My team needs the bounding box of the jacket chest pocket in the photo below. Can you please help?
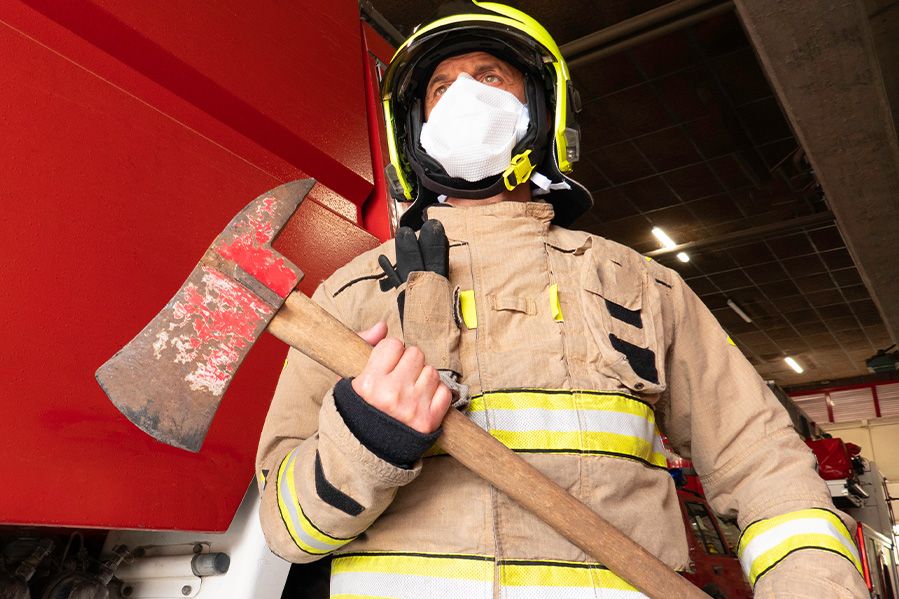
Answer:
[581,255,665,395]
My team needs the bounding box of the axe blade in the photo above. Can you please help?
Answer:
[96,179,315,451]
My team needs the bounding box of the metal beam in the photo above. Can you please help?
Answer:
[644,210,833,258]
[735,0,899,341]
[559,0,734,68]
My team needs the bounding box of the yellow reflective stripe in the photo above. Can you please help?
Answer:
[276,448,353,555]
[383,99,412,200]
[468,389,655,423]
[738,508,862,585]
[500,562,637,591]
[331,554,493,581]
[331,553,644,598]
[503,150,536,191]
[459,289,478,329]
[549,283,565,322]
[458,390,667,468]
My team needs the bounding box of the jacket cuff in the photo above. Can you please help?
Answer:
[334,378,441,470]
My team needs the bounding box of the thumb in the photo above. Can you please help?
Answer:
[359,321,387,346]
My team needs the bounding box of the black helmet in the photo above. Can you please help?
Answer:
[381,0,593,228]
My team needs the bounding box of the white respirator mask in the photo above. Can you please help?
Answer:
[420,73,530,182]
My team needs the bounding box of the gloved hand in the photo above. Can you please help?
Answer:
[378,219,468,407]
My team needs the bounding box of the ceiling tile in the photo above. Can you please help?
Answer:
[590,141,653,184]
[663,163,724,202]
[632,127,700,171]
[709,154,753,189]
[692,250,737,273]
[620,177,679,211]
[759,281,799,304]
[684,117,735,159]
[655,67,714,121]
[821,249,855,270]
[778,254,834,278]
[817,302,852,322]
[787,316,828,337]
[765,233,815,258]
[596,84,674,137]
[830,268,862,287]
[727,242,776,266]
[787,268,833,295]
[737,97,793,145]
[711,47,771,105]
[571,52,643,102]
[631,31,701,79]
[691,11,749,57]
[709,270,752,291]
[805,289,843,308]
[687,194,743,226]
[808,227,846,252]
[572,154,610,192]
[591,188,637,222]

☆ ☆ ☆

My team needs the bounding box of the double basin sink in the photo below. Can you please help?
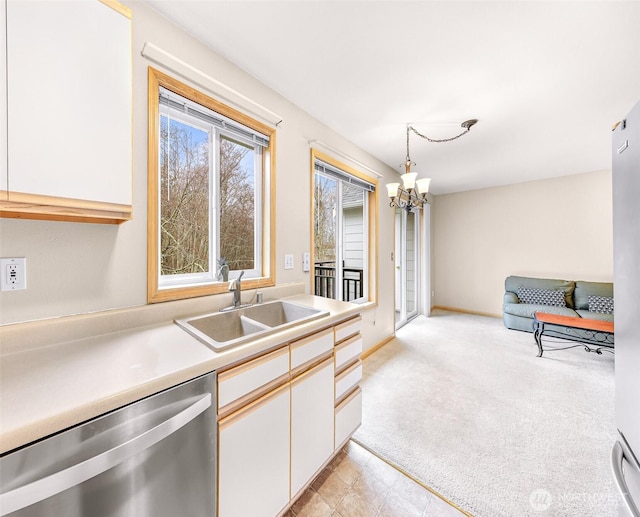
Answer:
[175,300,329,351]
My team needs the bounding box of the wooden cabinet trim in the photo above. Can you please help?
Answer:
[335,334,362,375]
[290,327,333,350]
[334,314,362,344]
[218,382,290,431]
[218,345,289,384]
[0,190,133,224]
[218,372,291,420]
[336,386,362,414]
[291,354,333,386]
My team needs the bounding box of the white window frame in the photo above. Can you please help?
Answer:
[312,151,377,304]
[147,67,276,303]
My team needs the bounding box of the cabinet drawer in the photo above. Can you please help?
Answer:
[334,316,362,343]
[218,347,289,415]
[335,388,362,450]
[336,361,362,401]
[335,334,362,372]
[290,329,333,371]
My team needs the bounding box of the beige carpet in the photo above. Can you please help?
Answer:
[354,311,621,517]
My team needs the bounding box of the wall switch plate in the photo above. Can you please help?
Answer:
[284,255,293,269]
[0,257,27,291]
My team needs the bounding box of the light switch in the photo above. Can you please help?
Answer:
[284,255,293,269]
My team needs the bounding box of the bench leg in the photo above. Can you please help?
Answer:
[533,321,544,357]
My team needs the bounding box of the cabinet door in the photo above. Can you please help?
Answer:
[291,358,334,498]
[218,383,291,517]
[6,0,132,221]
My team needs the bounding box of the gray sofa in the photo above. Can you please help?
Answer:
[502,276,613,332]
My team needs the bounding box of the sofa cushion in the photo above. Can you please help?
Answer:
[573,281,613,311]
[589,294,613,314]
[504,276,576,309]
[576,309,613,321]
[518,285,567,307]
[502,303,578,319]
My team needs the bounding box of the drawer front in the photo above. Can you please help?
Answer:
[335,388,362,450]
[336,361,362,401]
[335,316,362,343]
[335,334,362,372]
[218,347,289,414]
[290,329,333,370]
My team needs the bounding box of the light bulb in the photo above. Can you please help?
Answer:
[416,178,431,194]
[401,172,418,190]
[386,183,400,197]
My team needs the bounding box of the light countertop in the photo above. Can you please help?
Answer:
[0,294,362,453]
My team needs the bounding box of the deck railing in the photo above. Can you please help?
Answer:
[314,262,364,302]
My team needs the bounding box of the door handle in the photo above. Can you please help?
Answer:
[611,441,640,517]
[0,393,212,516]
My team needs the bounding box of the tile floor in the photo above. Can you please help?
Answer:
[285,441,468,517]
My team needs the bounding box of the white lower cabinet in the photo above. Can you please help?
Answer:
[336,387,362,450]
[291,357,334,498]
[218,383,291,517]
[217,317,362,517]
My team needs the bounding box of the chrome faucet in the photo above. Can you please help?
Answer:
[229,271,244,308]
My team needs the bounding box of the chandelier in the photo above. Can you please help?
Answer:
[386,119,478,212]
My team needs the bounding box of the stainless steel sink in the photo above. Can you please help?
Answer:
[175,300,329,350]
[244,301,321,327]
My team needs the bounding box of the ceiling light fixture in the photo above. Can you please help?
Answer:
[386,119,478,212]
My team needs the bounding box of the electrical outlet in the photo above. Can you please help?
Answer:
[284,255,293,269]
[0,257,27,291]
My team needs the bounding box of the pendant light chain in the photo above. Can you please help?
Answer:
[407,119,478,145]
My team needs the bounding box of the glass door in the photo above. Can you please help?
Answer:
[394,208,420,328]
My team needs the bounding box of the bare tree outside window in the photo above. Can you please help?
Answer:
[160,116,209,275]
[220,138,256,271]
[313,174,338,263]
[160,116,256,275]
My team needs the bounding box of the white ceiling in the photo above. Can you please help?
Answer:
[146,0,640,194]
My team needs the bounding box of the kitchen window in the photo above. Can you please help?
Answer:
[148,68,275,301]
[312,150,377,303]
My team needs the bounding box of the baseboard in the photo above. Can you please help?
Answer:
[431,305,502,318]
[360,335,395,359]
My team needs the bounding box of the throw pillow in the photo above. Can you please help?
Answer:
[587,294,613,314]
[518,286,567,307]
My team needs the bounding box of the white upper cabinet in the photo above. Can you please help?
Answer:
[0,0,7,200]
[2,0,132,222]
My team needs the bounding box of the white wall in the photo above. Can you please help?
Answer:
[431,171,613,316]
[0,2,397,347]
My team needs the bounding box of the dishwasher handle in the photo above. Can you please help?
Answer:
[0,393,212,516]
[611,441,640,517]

☆ ☆ ☆

What the task requires: Render the entries from the line with "My team needs the bounding box of the chrome" up to and including the line with "[394,208,420,328]" as a two-column CSV with columns entry_text and answer, one row per entry. Put each field in double quotes and replace any line breaks with spaces.

Expected answer:
entry_text,answer
"My team needs the bounding box of the chrome faucet in the photo above. Can you please help? Answer:","[229,271,244,308]"
"My team needs the bounding box of the chandelier in the photo above. Can you please help? Answer:","[386,119,478,212]"
"My team needs the bounding box of the stainless steel sink in the photo above. Can you please help? Answer:","[175,300,329,350] [244,301,321,327]"
"My team needs the bounding box of the ceiling light fixture in the photo above. Can you please help? Answer:","[386,119,478,212]"
"My team needs the bounding box of the electrical outlet in the photo above. Can you please help? Answer:","[284,255,293,269] [0,257,27,291]"
"My team needs the bounding box of the pendant light chain in the photo above. Can you please help? Answer:","[407,119,478,145]"
"My team needs the bounding box of the glass door in the photo above. Can you please help? Answer:","[394,208,420,328]"